> _Brief_
When you reproduce the data, keep every word exactly as it stands and leave the pictures out.

── Data for this exercise

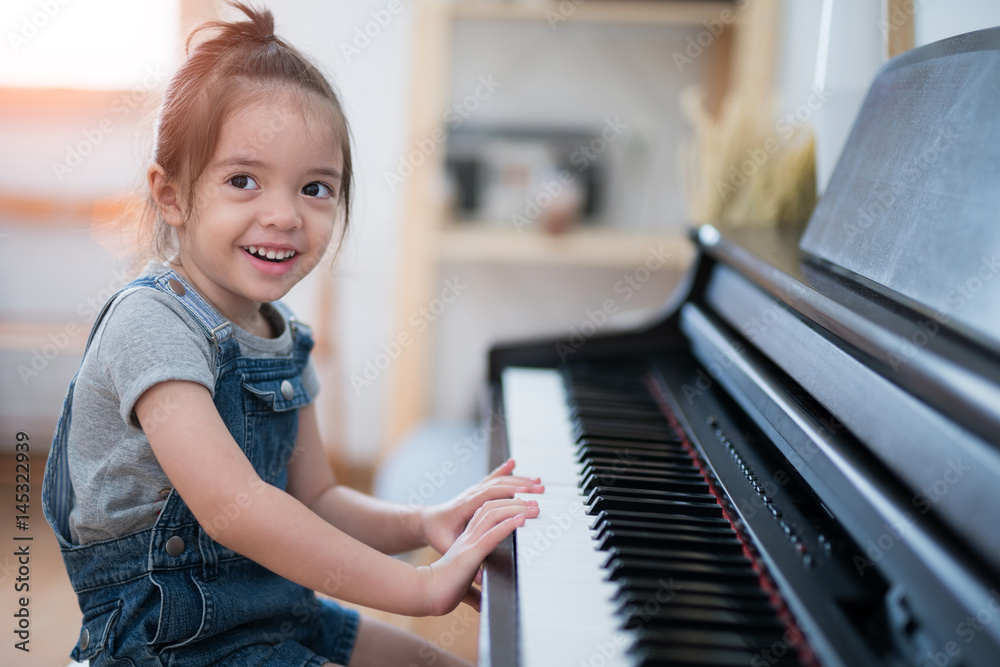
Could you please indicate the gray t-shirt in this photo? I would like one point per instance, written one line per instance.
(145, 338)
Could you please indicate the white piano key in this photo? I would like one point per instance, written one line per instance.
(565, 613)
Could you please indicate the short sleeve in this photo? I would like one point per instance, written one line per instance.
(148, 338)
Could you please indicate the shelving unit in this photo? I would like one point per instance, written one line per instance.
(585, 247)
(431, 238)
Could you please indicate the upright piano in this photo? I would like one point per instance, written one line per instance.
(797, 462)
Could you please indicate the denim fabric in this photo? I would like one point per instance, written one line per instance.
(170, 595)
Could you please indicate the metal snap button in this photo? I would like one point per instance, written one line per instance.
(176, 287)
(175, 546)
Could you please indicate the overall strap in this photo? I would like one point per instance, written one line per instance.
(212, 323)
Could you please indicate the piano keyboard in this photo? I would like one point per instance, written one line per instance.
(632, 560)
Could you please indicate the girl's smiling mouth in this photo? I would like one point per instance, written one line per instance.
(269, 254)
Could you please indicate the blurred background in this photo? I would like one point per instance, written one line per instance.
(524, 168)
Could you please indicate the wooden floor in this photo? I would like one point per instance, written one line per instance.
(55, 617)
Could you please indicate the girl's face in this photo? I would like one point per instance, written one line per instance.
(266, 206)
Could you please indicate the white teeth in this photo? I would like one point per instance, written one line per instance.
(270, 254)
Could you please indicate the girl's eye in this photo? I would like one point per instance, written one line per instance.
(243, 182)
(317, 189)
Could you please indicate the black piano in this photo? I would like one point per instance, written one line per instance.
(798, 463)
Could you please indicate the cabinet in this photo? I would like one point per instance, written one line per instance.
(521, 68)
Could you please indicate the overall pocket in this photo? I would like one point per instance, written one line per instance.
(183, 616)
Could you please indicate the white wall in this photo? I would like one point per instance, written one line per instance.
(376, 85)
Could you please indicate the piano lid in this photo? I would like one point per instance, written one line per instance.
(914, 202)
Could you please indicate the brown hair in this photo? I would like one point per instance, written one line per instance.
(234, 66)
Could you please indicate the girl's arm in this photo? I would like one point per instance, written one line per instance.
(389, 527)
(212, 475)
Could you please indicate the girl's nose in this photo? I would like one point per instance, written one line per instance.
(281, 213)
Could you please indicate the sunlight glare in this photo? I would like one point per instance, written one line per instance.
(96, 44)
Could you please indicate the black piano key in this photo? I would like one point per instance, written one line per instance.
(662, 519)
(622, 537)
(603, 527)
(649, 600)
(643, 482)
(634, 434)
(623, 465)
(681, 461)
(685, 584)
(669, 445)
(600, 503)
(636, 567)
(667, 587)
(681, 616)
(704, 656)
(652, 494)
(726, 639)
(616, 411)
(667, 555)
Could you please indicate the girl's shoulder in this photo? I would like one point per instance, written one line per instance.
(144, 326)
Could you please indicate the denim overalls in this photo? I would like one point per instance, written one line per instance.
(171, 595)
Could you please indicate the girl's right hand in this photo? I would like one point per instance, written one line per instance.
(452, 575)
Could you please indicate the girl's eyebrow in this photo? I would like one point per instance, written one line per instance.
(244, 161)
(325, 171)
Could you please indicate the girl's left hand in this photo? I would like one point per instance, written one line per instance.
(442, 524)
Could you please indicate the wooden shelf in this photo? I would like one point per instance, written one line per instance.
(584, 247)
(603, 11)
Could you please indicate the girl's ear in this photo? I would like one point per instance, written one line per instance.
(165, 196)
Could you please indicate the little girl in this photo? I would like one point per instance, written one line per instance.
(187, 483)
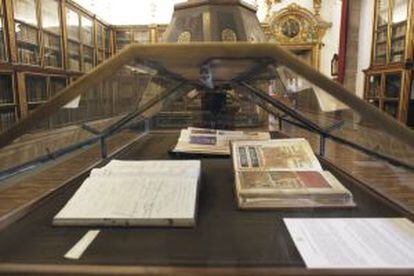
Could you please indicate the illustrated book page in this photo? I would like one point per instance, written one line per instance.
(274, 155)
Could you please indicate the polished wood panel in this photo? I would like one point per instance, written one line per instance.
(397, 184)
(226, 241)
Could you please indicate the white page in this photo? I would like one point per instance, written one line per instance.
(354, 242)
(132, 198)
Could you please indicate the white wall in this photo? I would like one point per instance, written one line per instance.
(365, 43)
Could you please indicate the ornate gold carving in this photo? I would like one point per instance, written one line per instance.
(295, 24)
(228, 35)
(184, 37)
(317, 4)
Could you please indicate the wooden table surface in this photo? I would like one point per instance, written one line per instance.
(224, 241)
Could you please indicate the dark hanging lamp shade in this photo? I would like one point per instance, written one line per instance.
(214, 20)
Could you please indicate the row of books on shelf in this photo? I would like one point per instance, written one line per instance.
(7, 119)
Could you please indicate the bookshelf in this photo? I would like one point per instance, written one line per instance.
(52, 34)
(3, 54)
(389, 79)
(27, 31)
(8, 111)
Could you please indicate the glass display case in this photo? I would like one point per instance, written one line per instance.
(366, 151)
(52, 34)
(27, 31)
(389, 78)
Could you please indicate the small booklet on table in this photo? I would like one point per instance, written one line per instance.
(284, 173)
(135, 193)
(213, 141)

────

> _Finished exercise_
Could you please indicate the gray t-shirt in this photo? I would like one point per instance, written one line per instance.
(145, 338)
Could you please indicate the white piano key in this photo? I would like one point per instance, written one line per instance.
(565, 613)
Could you please indicate the short sleeve in this photo? I would like one point per instance, written one line per instance.
(148, 338)
Could you please indicate the shelving unit in this photo? I would like one point per instance, written one line per instance.
(585, 247)
(431, 238)
Could you please indicate the upright piano in this photo? I would like one point per instance, written one line per instance.
(797, 462)
Could you please indicate the denim fabric in this photo? I would like one point per instance, written one line per instance.
(170, 595)
Could you please indicate the metal snap button in this photo? I would like one point per instance, written one line per instance.
(176, 287)
(175, 546)
Could you please indicate the overall strap in this photo? I would like one point per instance, written one line per instance.
(212, 323)
Could you please indicate the piano keyboard in this photo? I would like one point per instance, written one line per instance.
(632, 560)
Could you please indicate the girl's smiling mouth in this photo? I would like one point per instance, written one line per instance.
(269, 254)
Could you please indicate the blurred background in this photo? I would like one point per instance, written one line per instance.
(524, 168)
Could you please indicate the wooden floor in this photo? I would like one point per instance, written one line per instance.
(55, 617)
Could you please indicate the girl's face in this photo? I would like one point per instance, written one line per instance.
(266, 206)
Could you please indicate the white teeth in this photo? I would like one point per instance, written one line per instance.
(270, 254)
Could you please indicate the girl's eye in this photo? I would like one point per instance, written one line per instance.
(243, 182)
(317, 189)
Could you please indicate the black piano in this photo? I would like one point per instance, written one line per instance.
(798, 463)
Could you please indicate the cabinet in this photo? I would like one point per instance, written one line per instance.
(521, 68)
Could you please indicate the overall pocket in this photo? I would like one point per instance, written one line per instance.
(183, 616)
Could you please indicate the white wall in this photo? I would like one point per instance, written one line per instance.
(376, 85)
Could you please indicate the piano lid in this photo? I would like one point per instance, written one line per instance.
(914, 202)
Could you please indicate the brown hair in this photo? I would like one point per instance, written one line per instance.
(234, 66)
Could you please indicate the girl's arm in this photo? I would like one point per instance, written one line per instance.
(389, 527)
(212, 475)
Could you please indicate the girl's nose in this photo? I would like one point per instance, written one line per instance.
(281, 213)
Could you please indicate the sunlight glare in this photo? I would like one point per instance, written one line per instance.
(96, 44)
Could you please indicate the black piano key in this photo? I would like one point per instance, written one line per instance.
(662, 519)
(622, 537)
(603, 527)
(649, 600)
(643, 482)
(634, 434)
(623, 465)
(681, 461)
(685, 584)
(669, 445)
(600, 503)
(636, 567)
(667, 587)
(681, 616)
(704, 656)
(652, 494)
(726, 639)
(616, 411)
(667, 555)
Could you please indicate the girl's shoulder in this photo? I would like one point per instance, written one line per instance.
(144, 326)
Could you please indicate the denim overalls in this photo? I would like one point per instance, written one line per instance.
(171, 595)
Could you please indicate the girl's right hand in this photo? I would like one point per instance, written one line per instance.
(452, 575)
Could you please indicate the girl's eyebrow in this photo? I would like one point per instance, written one line per instance.
(244, 161)
(325, 171)
Could you please indicate the girl's left hand in this photo? I would like one point per instance, written one line per instance.
(442, 524)
Could you please indicate the wooden shelf in this photo? I would like one point per instance, written one line per instance.
(584, 247)
(603, 11)
Could you please indicate the girl's ear in this photo? I would like one point per instance, written one line per instance.
(165, 196)
Could you please indicate the little girl in this photo? I would like one point per instance, written one line per instance.
(187, 483)
Could you please indicate the illustrated book page in this photo? I would like one point per instance, written one line per instance.
(274, 155)
Could you please indicate the polished wood panel in this photo? I would like one point per instance, written one line per instance.
(397, 184)
(226, 241)
Could you please indicate the white page in this photo? I would like one point per instance, written one line per instance.
(354, 242)
(132, 198)
Could you please indicate the white wall in this photo? I would like one point per instance, written one line per instance.
(365, 43)
Could you please indicate the ornate gold carving in this photo? I would like one point per instance, written one line per instance.
(295, 24)
(228, 35)
(184, 37)
(317, 4)
Could you please indicate the wooden table surface in this photo? I would like one point per instance, written one line per instance.
(224, 241)
Could you please indicate the dark hanging lamp shade in this photo? I would like one point per instance, written one line per instance.
(214, 20)
Could you please indicate the row of books on shelf in this photo? I would like one point per instance, written one line per instance.
(7, 119)
Could you please indicate the bookshelf in this photo? I would like one point per instance, written one line per instance.
(52, 34)
(3, 54)
(389, 79)
(27, 31)
(8, 111)
Could you please indicate the glass display case in this photo? I would like one point per instance, written one line per instance.
(366, 151)
(52, 34)
(27, 31)
(389, 78)
Could you please indicate the small booklet on table in this photo? I would like one point per instance, written one line per instance.
(284, 173)
(135, 193)
(213, 141)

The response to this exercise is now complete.